## Task description
Can you copy the records below word for word, from their start up to and including the line that contains "x=330 y=133"?

## Records supplied
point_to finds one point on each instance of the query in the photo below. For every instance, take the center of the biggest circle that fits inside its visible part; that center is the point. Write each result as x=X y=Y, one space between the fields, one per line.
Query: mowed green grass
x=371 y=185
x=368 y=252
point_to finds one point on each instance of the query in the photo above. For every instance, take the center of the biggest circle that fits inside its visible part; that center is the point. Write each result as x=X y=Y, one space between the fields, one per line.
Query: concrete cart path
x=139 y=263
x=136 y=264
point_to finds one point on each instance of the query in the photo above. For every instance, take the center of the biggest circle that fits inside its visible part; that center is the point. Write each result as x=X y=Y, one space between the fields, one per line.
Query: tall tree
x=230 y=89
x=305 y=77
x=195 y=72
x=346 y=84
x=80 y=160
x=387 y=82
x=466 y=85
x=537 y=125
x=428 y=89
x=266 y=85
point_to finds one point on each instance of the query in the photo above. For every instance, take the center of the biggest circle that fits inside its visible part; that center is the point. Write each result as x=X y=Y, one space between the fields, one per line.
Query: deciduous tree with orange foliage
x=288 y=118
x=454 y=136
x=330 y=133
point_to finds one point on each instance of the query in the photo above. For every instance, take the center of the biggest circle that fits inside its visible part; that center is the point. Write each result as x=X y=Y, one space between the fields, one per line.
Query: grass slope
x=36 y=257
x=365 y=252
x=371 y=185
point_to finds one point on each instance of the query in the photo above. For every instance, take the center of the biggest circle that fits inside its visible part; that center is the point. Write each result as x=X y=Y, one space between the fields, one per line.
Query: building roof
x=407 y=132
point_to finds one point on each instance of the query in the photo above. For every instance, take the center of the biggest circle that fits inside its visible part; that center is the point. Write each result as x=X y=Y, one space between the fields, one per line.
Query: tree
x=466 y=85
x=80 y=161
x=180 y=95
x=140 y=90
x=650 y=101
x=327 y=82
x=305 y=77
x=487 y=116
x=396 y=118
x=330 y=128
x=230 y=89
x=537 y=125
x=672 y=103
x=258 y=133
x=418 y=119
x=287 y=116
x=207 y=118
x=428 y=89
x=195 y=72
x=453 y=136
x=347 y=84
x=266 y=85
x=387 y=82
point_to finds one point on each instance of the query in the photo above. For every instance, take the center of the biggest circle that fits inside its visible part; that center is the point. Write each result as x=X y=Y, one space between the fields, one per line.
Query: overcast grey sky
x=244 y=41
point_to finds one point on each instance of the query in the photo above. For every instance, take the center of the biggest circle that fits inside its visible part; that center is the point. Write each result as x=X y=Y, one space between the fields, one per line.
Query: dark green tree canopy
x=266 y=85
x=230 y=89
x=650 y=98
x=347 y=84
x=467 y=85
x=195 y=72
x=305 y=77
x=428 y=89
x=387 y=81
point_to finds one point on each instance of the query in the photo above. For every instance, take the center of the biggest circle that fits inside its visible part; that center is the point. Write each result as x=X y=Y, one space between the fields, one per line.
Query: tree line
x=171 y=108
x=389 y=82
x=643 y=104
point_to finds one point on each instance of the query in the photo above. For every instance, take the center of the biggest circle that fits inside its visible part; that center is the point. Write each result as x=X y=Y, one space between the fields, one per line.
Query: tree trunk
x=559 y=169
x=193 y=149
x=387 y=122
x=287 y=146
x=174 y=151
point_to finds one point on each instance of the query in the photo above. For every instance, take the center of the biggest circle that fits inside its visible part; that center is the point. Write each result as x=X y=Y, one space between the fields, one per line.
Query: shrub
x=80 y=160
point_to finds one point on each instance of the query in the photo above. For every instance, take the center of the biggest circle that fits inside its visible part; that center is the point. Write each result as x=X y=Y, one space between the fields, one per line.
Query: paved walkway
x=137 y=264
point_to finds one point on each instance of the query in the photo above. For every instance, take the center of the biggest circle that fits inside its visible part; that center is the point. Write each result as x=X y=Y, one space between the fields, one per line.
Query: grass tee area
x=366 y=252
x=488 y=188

## Result of this task
point_to finds one point on each instance of the query in the photo below. For every instance, take the center of the biggest circle that fits inside its visible part; that center is the point. Write each result as x=X y=Y, one space between the fields, one per line.
Query: mowed green grass
x=371 y=185
x=368 y=252
point_to finds one point on each instance of the query in the photo above. For every instance, take the center of the biggest circle that fits inside its visible part; that center is the point. Write each result as x=X y=Y, one space between the fields, one per line.
Query: concrete cart path
x=139 y=263
x=136 y=264
point_to finds one point on each instance of the query in the photo above. For every instance, take the center of the biggest circle that fits inside its visible part; that center is the point. Write each result as x=X y=Y, one space between the fields, one per line.
Query: tall tree
x=230 y=89
x=305 y=77
x=195 y=72
x=346 y=84
x=80 y=160
x=387 y=82
x=466 y=85
x=537 y=125
x=428 y=89
x=266 y=85
point_to finds one point on each instance of the query in the photo above. For every instance, take the center of the biggest circle that fits inside its visible part; that center is the point. Write each result as x=X y=Y, one space between the fields, one per line.
Query: deciduous tree with orange foliage
x=288 y=118
x=454 y=136
x=330 y=133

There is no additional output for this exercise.